Exercise details
The listing below must be repeated word for word, with its images excluded.

Data supplied
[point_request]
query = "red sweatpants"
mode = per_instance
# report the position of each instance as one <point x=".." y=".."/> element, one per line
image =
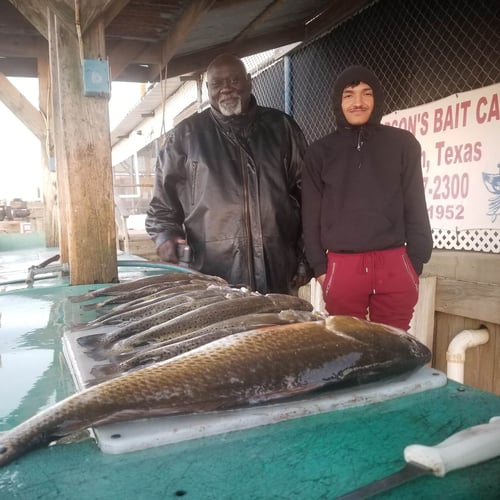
<point x="381" y="286"/>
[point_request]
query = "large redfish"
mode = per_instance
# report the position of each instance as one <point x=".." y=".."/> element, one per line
<point x="246" y="368"/>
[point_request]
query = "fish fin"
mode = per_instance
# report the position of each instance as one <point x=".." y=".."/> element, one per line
<point x="102" y="373"/>
<point x="90" y="341"/>
<point x="91" y="307"/>
<point x="81" y="298"/>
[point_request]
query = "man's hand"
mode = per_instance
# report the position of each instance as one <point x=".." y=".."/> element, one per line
<point x="321" y="279"/>
<point x="167" y="251"/>
<point x="302" y="276"/>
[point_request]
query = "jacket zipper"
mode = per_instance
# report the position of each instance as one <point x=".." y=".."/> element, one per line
<point x="359" y="146"/>
<point x="194" y="172"/>
<point x="246" y="217"/>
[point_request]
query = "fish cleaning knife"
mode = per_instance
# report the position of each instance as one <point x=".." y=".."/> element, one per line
<point x="467" y="447"/>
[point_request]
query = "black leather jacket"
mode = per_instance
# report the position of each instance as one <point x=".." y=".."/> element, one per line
<point x="231" y="186"/>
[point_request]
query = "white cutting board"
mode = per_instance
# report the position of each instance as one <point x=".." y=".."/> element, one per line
<point x="123" y="437"/>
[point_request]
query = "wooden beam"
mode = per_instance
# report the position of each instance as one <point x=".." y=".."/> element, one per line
<point x="176" y="36"/>
<point x="258" y="20"/>
<point x="121" y="54"/>
<point x="65" y="13"/>
<point x="103" y="10"/>
<point x="23" y="46"/>
<point x="22" y="108"/>
<point x="49" y="184"/>
<point x="472" y="300"/>
<point x="198" y="62"/>
<point x="333" y="15"/>
<point x="35" y="11"/>
<point x="55" y="125"/>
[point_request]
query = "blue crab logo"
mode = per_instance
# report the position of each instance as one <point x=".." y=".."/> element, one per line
<point x="492" y="183"/>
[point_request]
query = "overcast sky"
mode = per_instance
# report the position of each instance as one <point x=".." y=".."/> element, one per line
<point x="20" y="150"/>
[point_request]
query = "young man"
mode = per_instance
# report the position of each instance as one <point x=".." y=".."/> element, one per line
<point x="366" y="227"/>
<point x="228" y="182"/>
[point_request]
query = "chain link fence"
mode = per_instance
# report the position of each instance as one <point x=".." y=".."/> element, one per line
<point x="421" y="50"/>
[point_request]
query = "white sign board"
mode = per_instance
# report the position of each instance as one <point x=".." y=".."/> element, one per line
<point x="460" y="138"/>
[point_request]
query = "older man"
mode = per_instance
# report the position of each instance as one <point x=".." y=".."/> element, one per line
<point x="228" y="183"/>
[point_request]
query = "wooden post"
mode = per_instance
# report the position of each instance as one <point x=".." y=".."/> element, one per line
<point x="85" y="146"/>
<point x="422" y="323"/>
<point x="49" y="184"/>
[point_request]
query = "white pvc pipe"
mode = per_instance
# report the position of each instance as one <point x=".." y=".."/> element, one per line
<point x="455" y="355"/>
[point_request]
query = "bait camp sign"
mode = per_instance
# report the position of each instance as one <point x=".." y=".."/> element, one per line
<point x="460" y="138"/>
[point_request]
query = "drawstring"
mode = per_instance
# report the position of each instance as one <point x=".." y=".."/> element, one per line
<point x="369" y="262"/>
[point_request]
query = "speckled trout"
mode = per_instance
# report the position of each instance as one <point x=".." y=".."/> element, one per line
<point x="144" y="323"/>
<point x="248" y="368"/>
<point x="211" y="313"/>
<point x="180" y="295"/>
<point x="197" y="338"/>
<point x="127" y="286"/>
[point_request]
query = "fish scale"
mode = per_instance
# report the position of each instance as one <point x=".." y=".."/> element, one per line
<point x="251" y="367"/>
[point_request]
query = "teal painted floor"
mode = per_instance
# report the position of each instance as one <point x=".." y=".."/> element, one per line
<point x="315" y="457"/>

Output below
[point_request]
query = "red sweatpants"
mode = per_instance
# report the position of each instance as one <point x=".." y=".."/> element, one per line
image =
<point x="381" y="286"/>
[point_request]
query = "large redfish"
mode = per_instance
# report the position of each instance as one <point x=".." y=".."/> element, one per line
<point x="246" y="368"/>
[point_request]
query = "fish fin"
mode = per_instance
# report the position of each instance as one <point x=".." y=".."/> element, one per line
<point x="102" y="373"/>
<point x="90" y="341"/>
<point x="91" y="307"/>
<point x="81" y="298"/>
[point_request]
query = "man's hand"
mode = per_instance
# report the position of each instance as one <point x=".." y=".."/> element, one per line
<point x="321" y="279"/>
<point x="167" y="251"/>
<point x="302" y="276"/>
[point_request]
query = "jacket zipper"
mode = per_instance
# report the position of each instance as one <point x=".." y=".."/> element, one per line
<point x="359" y="146"/>
<point x="194" y="172"/>
<point x="246" y="217"/>
[point_request]
query = "fish cleaning knife"
mode = per_instance
# report the position of each instance as one <point x=".." y=".."/> element, one per line
<point x="467" y="447"/>
[point_request]
query = "black leather jacket"
mode = per_instance
# report the position of each instance as one <point x=".." y=".."/> element, one per line
<point x="231" y="186"/>
[point_request]
query = "white cutting board"
mode = per_instance
# report the position of each instance as one <point x=".." y=".."/> element, one per line
<point x="123" y="437"/>
[point_request]
query = "wooden beam"
mode = per_instance
# report the position of each instance as one <point x=".." y=".."/> element, one per line
<point x="176" y="36"/>
<point x="258" y="20"/>
<point x="121" y="54"/>
<point x="65" y="13"/>
<point x="103" y="10"/>
<point x="23" y="46"/>
<point x="22" y="108"/>
<point x="49" y="184"/>
<point x="472" y="300"/>
<point x="198" y="62"/>
<point x="333" y="15"/>
<point x="35" y="11"/>
<point x="55" y="125"/>
[point_request]
query = "blue crab logo"
mode = per_instance
# report the position of each instance as one <point x=".." y=".."/> element, one per line
<point x="492" y="183"/>
[point_request]
query = "overcast sky"
mode = per_instance
# report the position of each instance as one <point x=".." y=".."/> element, one per line
<point x="20" y="150"/>
[point_request]
query = "young man"
mode = per_instance
# report the position of each instance as one <point x=".." y=".."/> element, one per line
<point x="366" y="227"/>
<point x="228" y="182"/>
[point_request]
query = "chain link fence"
mode = per_instance
# report the position of each instance as one <point x=".." y=".."/> element, one per line
<point x="421" y="50"/>
[point_request]
query = "white sign board"
mode = per_instance
# report the position of each instance as one <point x=".." y=".."/> element, one per line
<point x="460" y="138"/>
[point_request]
query = "older man"
mode = per_instance
# report the position of each instance as one <point x=".." y=".."/> element, one per line
<point x="228" y="183"/>
[point_request]
query = "wooden post"
mode = per_instance
# report the position of each instance as one <point x=".." y=".."/> element, one per line
<point x="85" y="146"/>
<point x="422" y="323"/>
<point x="49" y="184"/>
[point_request]
query = "white pvc pipe"
mode = per_instance
# report the position of each instance as one <point x=".." y=".."/> element, one per line
<point x="455" y="355"/>
[point_request]
query = "bait camp sign"
mode = per_instance
# report the position of each instance as one <point x=".." y=".."/> element, one per line
<point x="460" y="138"/>
[point_request]
query = "drawstring"
mode = per_instance
# report the position of each instance as one <point x=".." y=".."/> element, one per line
<point x="369" y="262"/>
[point_request]
query = "speckled trout"
mode = per_instance
# report the position of each instance as one <point x=".." y=".."/> element, one per line
<point x="144" y="323"/>
<point x="248" y="368"/>
<point x="211" y="313"/>
<point x="180" y="295"/>
<point x="197" y="338"/>
<point x="127" y="286"/>
[point_request]
query = "fish scale"
mode = per_instance
# report the position of each instance as one <point x=".." y=".."/> element, one per line
<point x="251" y="367"/>
[point_request]
query = "teal painted floor"
mode = per_instance
# report the position of each instance as one <point x=".." y=".."/> element, one per line
<point x="315" y="457"/>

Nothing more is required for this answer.